┌─ Excerto do texto

XX COLÓQUIO DE OUTONO 2018
«Paz às cabanas! Guerra aos palácios!», este célebre lema d’O Mensageiro de Hesse (1834), um dos primeiros panfletos pré-comunistas (Büchner / Weidig) que exorta os camponeses à revolta, inspirou Marc Chagall, em 1918, portanto há cem anos, para a criação de um mural num edifício público. Este mural, tal como inúmeros outros, fazem parte da expressão artística ligada à Revolução de Outubro – uma arte interventiva, comprometida com a ação coletiva. Este exemplo ilustra dois aspetos centrais da temática global do XXº Colóquio de Outono do da Universidade do Minho:
(1) a paz e a liberdade são conceitos utilizados ao serviço de visões e no seio de discursos que se levantam, por um lado, contra estruturas de poder estabelecidas e, por outro, também contra os movimentos que ameaçam a ordem antiga – basta pensar no movimento anticomunista Paix et Liberté que inundou a França dos anos 50 com cartazes e panfletos;
(2) a intervenção de artistas plásticos, músicos e escritores em prol da paz e da liberdade corresponde a um conceito de arte que abandona os espaços e os circuitos restritos que lhe são tradicionalmente reservados para intervir na rua, unindo-se à ação, conferindo menor importância à dimensão estética em si ou negando-a até.
A Revolução de Outubro está intimamente interligada com o sucessivo fim da Grande Guerra, por inspirar movimentos pacifistas e revolucionários por toda a Europa que pretendiam libertá-la de estruturas de poder e de exploração consideradas responsáveis pela escalada de violência e de horrores nunca antes vistos. A data de 9 de novembro de 1918 marca o fim do Império Alemão e, ao mesmo tempo, o início do levantamento popular espartaquista que acabará no assassinato de Rosa Luxemburg e Karl Liebknecht, em 15 de janeiro de 1919, e em lutas fratricidas entre socialistas e comunistas. São figuras icónicas de uma luta pela liberdade que evoca a memória de outro ídolo, Mikhail Bakunin, e os movimentos anarquistas em volta da Liga da Paz e da Liberdade que teve há 150 anos, em setembro de 1868, o seu Congresso em Berna.
A oposição a outra Guerra, a Guerra de Vietnam, contribuiu muito para o famoso Summer of Love, de 1967, que por sua vez, inspirou a onda de movimentos de juventude que ficou na História Contemporânea etiquetada como Maio de 68. Tal como cinco décadas antes, e ainda com uma maior criatividade transmedial, a arte invadiu os espaços públicos levando a uma hibridização destes com o espaço privado e o íntimo, nomeadamente ao nível da revolução sexual, acrescentando aos conceitos de Paz e Liberdade o de Amor. Indissociáveis de tais dinâmicas são também os movimentos contra a discriminação de género e raça que se podiam rever na expressão “I prefer dangerous freedom over peaceful slavery”, como disse Thomas Jefferson, inspirando-se numa velha expressão em latim de autoria desconhecida; outros se lembrarão da frase “Je préfère une liberté dangereuse plutôt qu’un esclavage tranquille” que aparece em Du contrat social ou Principes du droit politique (1762), de Jean Jacques Rousseau. O exemplo ilustra a migração de reflexões sobre os conceitos de paz e liberdade, só à primeira vista em plena sintonia, porém abertos a múltiplas interpretações, dependendo de contextos históricos sempre diferentes mas comparáveis.

└─
┌─ Dados recolhidos

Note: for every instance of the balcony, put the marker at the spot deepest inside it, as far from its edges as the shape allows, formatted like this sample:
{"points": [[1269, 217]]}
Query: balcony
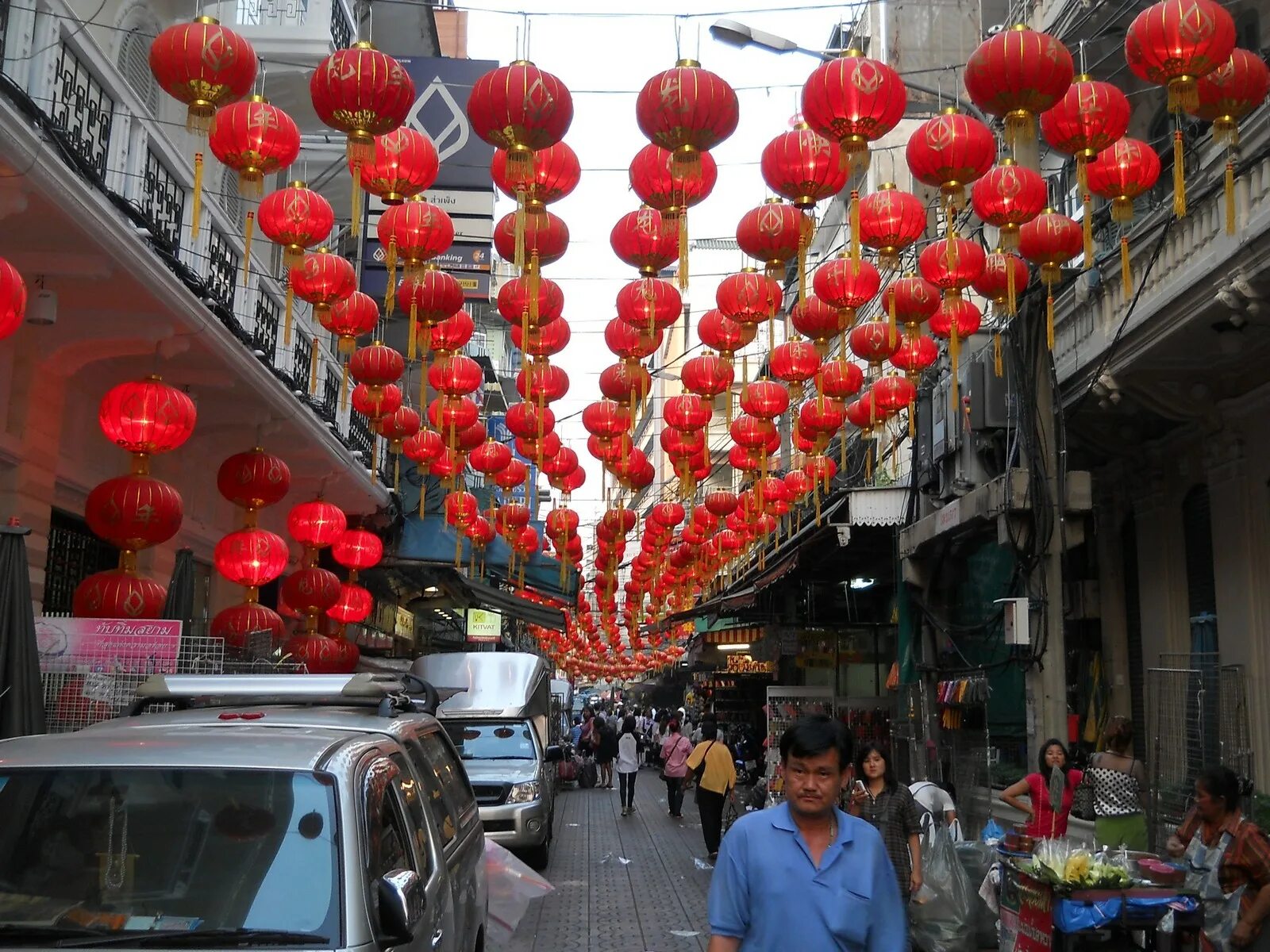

└─

» **Objetivo 1**
Indique se cada uma das afirmações seguintes está de acordo com o texto sobre o XX Colóquio de Outono, respondendo sim ou não e citando literalmente as palavras do texto que o comprovam: (a) Marc Chagall criou em 1918 um mural num edifício público inspirado no lema d'O Mensageiro de Hesse; (b) Rosa Luxemburg e Karl Liebknecht foram assassinados em 9 de novembro de 1918; (c) a Liga da Paz e da Liberdade realizou o seu Congresso em Berna em setembro de 1868.
» **Objetivo 2**
Transcreva, sem qualquer alteração, o trecho do texto sobre o XX Colóquio de Outono que vai de "A Revolução de" a "Congresso em Berna.".
Os dados provêm de uma fonte distinta da do texto.

» **Resultado da tarefa 1**
(a) Sim: «inspirou Marc Chagall, em 1918, portanto há cem anos, para a criação de um mural num edifício público».
(b) Não: «acabará no assassinato de Rosa Luxemburg e Karl Liebknecht, em 15 de janeiro de 1919».
(c) Sim: «a Liga da Paz e da Liberdade que teve há 150 anos, em setembro de 1868, o seu Congresso em Berna».

» **Resultado da tarefa 2**
A Revolução de Outubro está intimamente interligada com o sucessivo fim da Grande Guerra, por inspirar movimentos pacifistas e revolucionários por toda a Europa que pretendiam libertá-la de estruturas de poder e de exploração consideradas responsáveis pela escalada de violência e de horrores nunca antes vistos. A data de 9 de novembro de 1918 marca o fim do Império Alemão e, ao mesmo tempo, o início do levantamento popular espartaquista que acabará no assassinato de Rosa Luxemburg e Karl Liebknecht, em 15 de janeiro de 1919, e em lutas fratricidas entre socialistas e comunistas. São figuras icónicas de uma luta pela liberdade que evoca a memória de outro ídolo, Mikhail Bakunin, e os movimentos anarquistas em volta da Liga da Paz e da Liberdade que teve há 150 anos, em setembro de 1868, o seu Congresso em Berna.